Selected extract —
::::::::

Douglas County has its first confirmed influenza case of the season, health officials said Tuesday.
The person, who has been hospitalized, is a woman older than 50.
Officials used the case to remind people to get a flu shot. It takes about two weeks for the influenza vaccine to develop one's immunity, they said, so the sooner a person gets a flu shot, the sooner the protection kicks in.
Last year, the flu season began in October and didn't peak until mid-January, said Adi Pour, Douglas County's health director.
"The flu virus is notoriously difficult to predict, but it is here and a flu shot is your best protection," Pour said.
Kubat Pharmacy started getting busy giving flu shots around Oct. 10 when the temperature dropped, said Jim Quinley, a pharmacist at the 49th and Center Streets outlet.
"When it was unseasonably warm, people were staying away," he said.
Most people are asking for the standard flu shot, which Quinley said costs $25 to $30 at spots around town. The intradermal shots, which are injected into the skin through a small, thin needle, also are available, generally for about $30, he said.

::::::::

Set of tasks —
1. Copy the flu-season article from "Kubat Pharmacy started" to "Center Streets outlet.", swapping "pharmacist" for "druggist".
2. Continue the article about the Douglas County flu case from where it stops.

Dataset extract —
::::::::

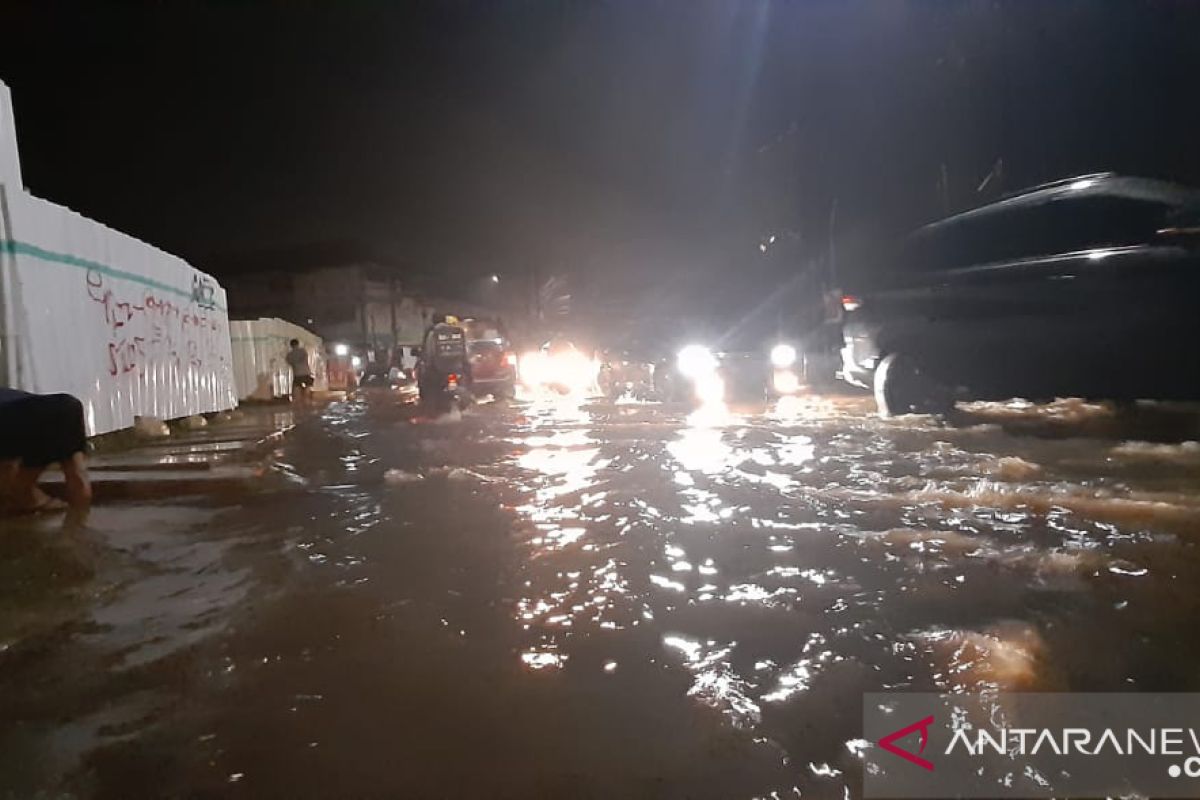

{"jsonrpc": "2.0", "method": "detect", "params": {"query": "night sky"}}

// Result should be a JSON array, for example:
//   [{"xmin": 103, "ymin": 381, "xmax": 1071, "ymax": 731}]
[{"xmin": 0, "ymin": 0, "xmax": 1200, "ymax": 316}]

::::::::

Responses by item number —
1.
Kubat Pharmacy started getting busy giving flu shots around Oct. 10 when the temperature dropped, said Jim Quinley, a druggist at the 49th and Center Streets outlet.

2.
FluMist, a nasal spray that contains a live virus, generally costs $10 to $15 more than a shot, Quinley said. The spray is for healthy people who are ages 2 to 49 and who aren't pregnant.
Medicare and most third-party insurers will fully cover the cost of a standard flu shot, Quinley said.
Quinley said both the standard trivalent shot, which protects against three flu viruses, and a quadrivalent shot, which protects against four flu viruses — two influenza A and two influenza B — are available this year. Kubat doesn't carry the quadrivalent shot, but Kohll's Pharmacy and others do. Kohll's offers the quadrivalent shot for $45.
The federal Centers for Disease Control and Prevention doesn't recommend one flu vaccine over another.
Laurie Dondelinger, a Kohll's spokeswoman, said most customers covered by Medicare are getting the quadrivalent or high-dose vaccinations.
If people want the quadrivalent shots, they should check with their neighborhood pharmacy for availability and prices and with their insurer to check on coverage.
Officials recommend that everyone older than 6 months of age should get the flu vaccine, but it is particularly important for some people, including: pregnant women; children — especially those younger than 2; adults 65 years and older; and people with chronic lung disease, asthma or diabetes.